> Problem description
A precise reproduction of every record below is needed, minus the pictures.

______

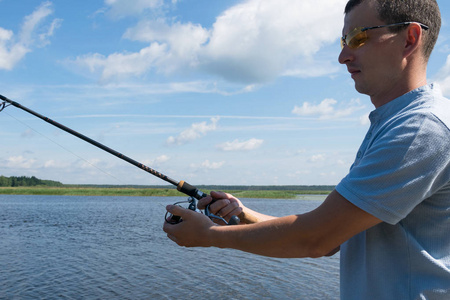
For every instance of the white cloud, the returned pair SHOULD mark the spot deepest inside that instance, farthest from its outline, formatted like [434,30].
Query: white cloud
[326,109]
[196,131]
[13,49]
[258,40]
[212,165]
[252,42]
[20,162]
[317,158]
[157,161]
[124,8]
[237,145]
[443,78]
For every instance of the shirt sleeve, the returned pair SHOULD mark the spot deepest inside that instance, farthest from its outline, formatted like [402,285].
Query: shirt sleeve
[406,162]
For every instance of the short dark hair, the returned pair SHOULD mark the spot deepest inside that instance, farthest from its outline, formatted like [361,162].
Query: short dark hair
[397,11]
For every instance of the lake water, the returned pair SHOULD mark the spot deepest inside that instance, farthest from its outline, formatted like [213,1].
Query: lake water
[69,247]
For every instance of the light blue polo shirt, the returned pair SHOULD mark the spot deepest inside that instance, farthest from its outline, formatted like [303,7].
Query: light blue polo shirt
[401,175]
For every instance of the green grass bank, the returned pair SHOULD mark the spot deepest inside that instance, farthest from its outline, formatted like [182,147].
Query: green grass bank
[156,191]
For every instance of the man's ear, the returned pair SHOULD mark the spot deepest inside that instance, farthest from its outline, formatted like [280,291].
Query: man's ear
[413,39]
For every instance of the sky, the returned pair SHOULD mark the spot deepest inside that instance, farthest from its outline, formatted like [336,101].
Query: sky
[210,92]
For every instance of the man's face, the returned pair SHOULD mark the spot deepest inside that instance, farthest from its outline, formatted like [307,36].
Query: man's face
[375,66]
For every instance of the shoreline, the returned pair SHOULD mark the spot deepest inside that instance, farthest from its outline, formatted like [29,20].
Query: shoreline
[150,192]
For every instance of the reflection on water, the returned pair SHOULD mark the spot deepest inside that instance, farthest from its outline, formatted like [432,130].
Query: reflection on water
[65,247]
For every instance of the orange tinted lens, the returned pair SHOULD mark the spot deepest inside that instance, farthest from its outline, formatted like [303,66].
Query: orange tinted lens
[356,38]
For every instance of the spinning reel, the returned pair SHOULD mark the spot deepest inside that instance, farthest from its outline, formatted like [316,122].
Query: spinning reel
[172,219]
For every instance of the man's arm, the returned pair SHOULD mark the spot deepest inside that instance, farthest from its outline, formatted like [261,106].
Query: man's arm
[313,234]
[226,206]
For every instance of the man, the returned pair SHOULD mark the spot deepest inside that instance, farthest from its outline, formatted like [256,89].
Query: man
[390,216]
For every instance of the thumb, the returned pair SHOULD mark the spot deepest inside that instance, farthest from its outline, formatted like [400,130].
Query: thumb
[177,210]
[219,195]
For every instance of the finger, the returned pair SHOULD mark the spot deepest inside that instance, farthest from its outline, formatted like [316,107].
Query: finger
[202,203]
[220,195]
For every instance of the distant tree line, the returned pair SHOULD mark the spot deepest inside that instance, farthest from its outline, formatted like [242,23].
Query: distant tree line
[26,181]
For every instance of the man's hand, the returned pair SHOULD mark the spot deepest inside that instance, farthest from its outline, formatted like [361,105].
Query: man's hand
[193,231]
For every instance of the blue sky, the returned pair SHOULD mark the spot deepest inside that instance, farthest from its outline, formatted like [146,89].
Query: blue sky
[210,92]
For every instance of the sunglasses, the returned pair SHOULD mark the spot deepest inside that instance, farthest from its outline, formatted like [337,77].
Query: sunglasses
[358,36]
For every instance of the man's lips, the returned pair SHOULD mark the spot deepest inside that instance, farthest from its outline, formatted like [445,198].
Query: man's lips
[353,72]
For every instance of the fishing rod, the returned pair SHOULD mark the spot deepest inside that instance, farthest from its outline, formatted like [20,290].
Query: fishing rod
[182,186]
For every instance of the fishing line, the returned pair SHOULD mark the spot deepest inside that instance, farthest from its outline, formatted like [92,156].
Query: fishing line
[61,146]
[182,186]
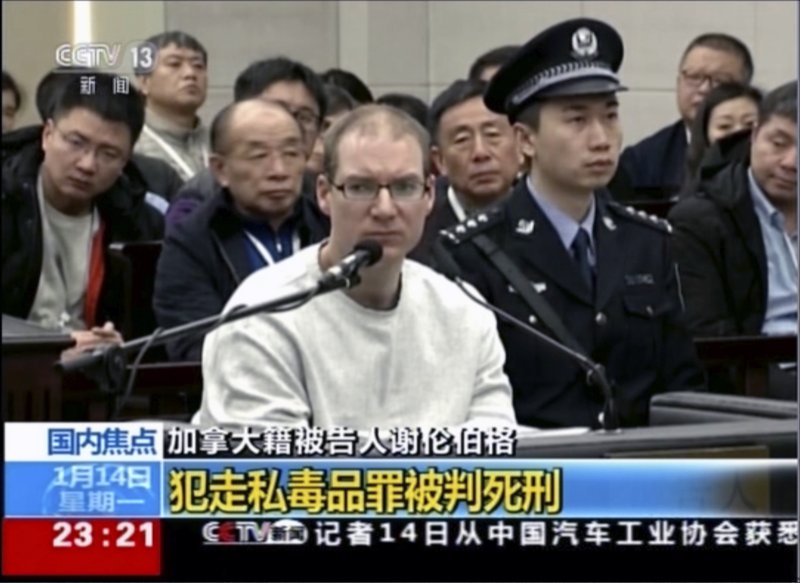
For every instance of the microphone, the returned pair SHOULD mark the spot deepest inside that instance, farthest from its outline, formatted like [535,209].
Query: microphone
[345,273]
[595,372]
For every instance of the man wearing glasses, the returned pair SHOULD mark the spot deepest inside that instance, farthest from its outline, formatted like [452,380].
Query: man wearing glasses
[279,79]
[64,202]
[654,167]
[403,348]
[257,218]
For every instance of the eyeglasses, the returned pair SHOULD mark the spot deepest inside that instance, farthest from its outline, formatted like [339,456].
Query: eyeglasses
[697,79]
[80,146]
[406,189]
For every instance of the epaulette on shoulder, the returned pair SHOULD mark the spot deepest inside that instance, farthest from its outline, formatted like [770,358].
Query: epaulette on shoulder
[471,226]
[641,217]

______

> Reply
For every instance of the white cloud, the returned pair SHOULD mark the spot deepest inside that instance, farthest from its outline, formatted like [434,30].
Query: white cloud
[326,109]
[196,131]
[13,49]
[258,40]
[212,165]
[252,42]
[20,162]
[317,158]
[157,161]
[124,8]
[237,145]
[443,78]
For every instance of the shirt sleeve, the returned pair SHOULD mark the spot deepest inside that instance, farthest from its outline, formatted like [402,285].
Query: shirt sleeve
[406,162]
For every instance of the short dark hair, the returned pair SHOULD mark the spot deepest inside that instance, farthest from its outline, formatted like [361,162].
Query: short dark hair
[397,11]
For every instance of the lake water, the returned pair SHOULD mark the spot deepest inside that instance, farthest from its outline, formatted like [213,1].
Query: lake water
[69,247]
For every instance of the light blue polo shirt, the returned pair SHOULD mark the spot deepest inside that instance, farthest from its outline, formatted like [303,7].
Query: light blue polo shirt
[401,175]
For every instance of the green grass bank, the returned pair SHOULD mark the spot deepest inside that instance, farthest from its outline, formatted like [182,147].
Query: green grass bank
[156,191]
For every instance of the man's ear, the returned pair SHOULD mark the spot deepest inside that instance, farthest from its outline, formatted like [280,291].
Query: man's ear
[413,39]
For every instance of the sky, the returned pair SHOULD mark the spot deepest inside that instance, farthest from its outline, formatted like [336,101].
Query: sky
[210,92]
For every instance of the man's face, the returned pair SHOULD mark the spot deepest inside that instance, farthest from its outline, formatted like [307,36].
Query: man's face
[375,66]
For every instance of the shoreline, the returned pair SHOULD mark the spot deepest inside that instance, farthest from its outline, formatted like [29,20].
Query: shoreline
[150,192]
For every instance of the reflection on water, the returned pair SHOULD mark the spot deepest inside that instance, farthest from its outline, formatted like [432,130].
Query: reflection on water
[65,247]
For every instance of the orange tinted lens, the returned pair SHOULD mark the spot deepest inside that instance, farthest from its outline, formatted like [303,66].
Query: orange tinted lens
[356,38]
For every instance of the spinning reel, the returned pair SHOULD mark the spot deepest inside that instance, farthest from its outline, formatted like [316,122].
Query: spinning reel
[172,219]
For every instance of the man's arm, the returned pair SHOULD mark the spot deepest inside that instance, farthest from its outline, formatted like [261,106].
Query: man's arm
[313,234]
[226,206]
For every instance of the man, the returned pair SHOULD mark the spot deepest inside that instance, farthest from its outline, formatted like [256,89].
Query: man
[390,216]
For every instance of the thumb, the returned pair SHOULD mark the spot deepest inside that instance, farthest from its outline, formatted like [400,130].
Query: thumb
[177,210]
[219,195]
For every instance of the finger, the returned pair SHOULD mark the spot deepest inside that instance, farthest from its outline, formatted like [316,107].
Query: finger
[202,203]
[220,195]
For every instance of the distant tree line, the returned pair SHOULD mark the spot deepest inside that instance, farthest from its outline, formatted like [242,23].
Query: distant tree line
[26,181]
For every instance of the man's hand, the returned pair SHOULD mark the spot deepest inside that instance, farthest from its outline, formatted like [361,105].
Query: man's hand
[193,231]
For every instance of the blue sky, the returned pair SHOULD mark the spot deepest inside that instance, farthest from its outline, formatted like [146,89].
Query: blue sky
[210,92]
For every instance of the sunglasses, the returned pair SHOULD mark the spot deepest inside that instance, farthest from its outline, formatted like [337,77].
Query: sunglasses
[358,36]
For every instance of the man's lips, the returned pair SHOULD mark the spot deepest inside that instance, farthest from its outline, formatted like [445,198].
Query: man's lips
[353,72]
For every instance of the fishing rod, the returned pair SHOULD mark the spot deepest inside that instance, farthest from its outline, formatted like [20,290].
Query: fishing rod
[182,186]
For every instance of the fishing line, the returned pair SHOULD mark the spot deepest inside that instance, farthest from its outline, formatted like [92,156].
Query: fishing line
[61,146]
[182,186]
For every instance of the microphone, the returned pair SHOULD mark the spot deepest inside that instance, farthest from its outline, formatted like [535,209].
Query: microphone
[345,273]
[595,372]
For every instance of the man wearing glasses, the returned pair SHOULD mark the spot deepest inside that instance, farthest from its outline, formatted like [452,380].
Query: man wearing glasses
[279,79]
[64,202]
[654,167]
[403,348]
[257,218]
For every instance of the eyeglasses, the returned pair SHOULD mark the spot deepest inside that instance, farthest from its outline, formatted like [339,456].
Query: eyeglasses
[697,79]
[80,146]
[406,189]
For every instance of the epaulette on shoulder, the returned pair SHOULD mark the spot deepest inside that instance, farthest from its outline, formatted like [770,358].
Query: epaulette on shoulder
[471,226]
[641,217]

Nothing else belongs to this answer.